*The data:*

★ ★ ★ ★ ★

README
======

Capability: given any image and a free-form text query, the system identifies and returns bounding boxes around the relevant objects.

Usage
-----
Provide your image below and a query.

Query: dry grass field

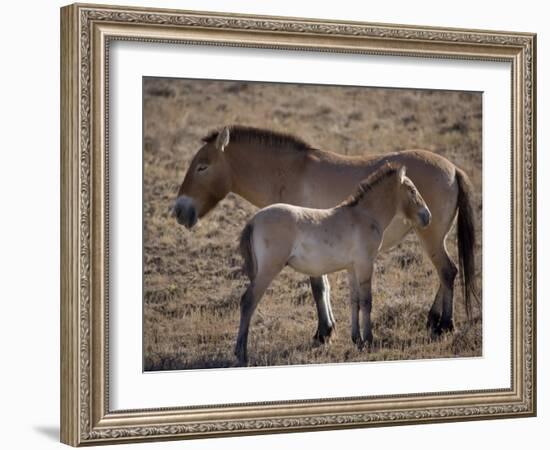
[143,77,482,371]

★ ★ ★ ★ ★

*Instructions for the task:*
Output every entry word for word, but omit the pictures.

*Answer to this task:*
README
======

Capability: given any image and a free-form text query, the system identifies and returns bounding boxes around the relevant objects.

Usage
-----
Provide your image below and a query.

Query: dry grass field

[143,77,482,371]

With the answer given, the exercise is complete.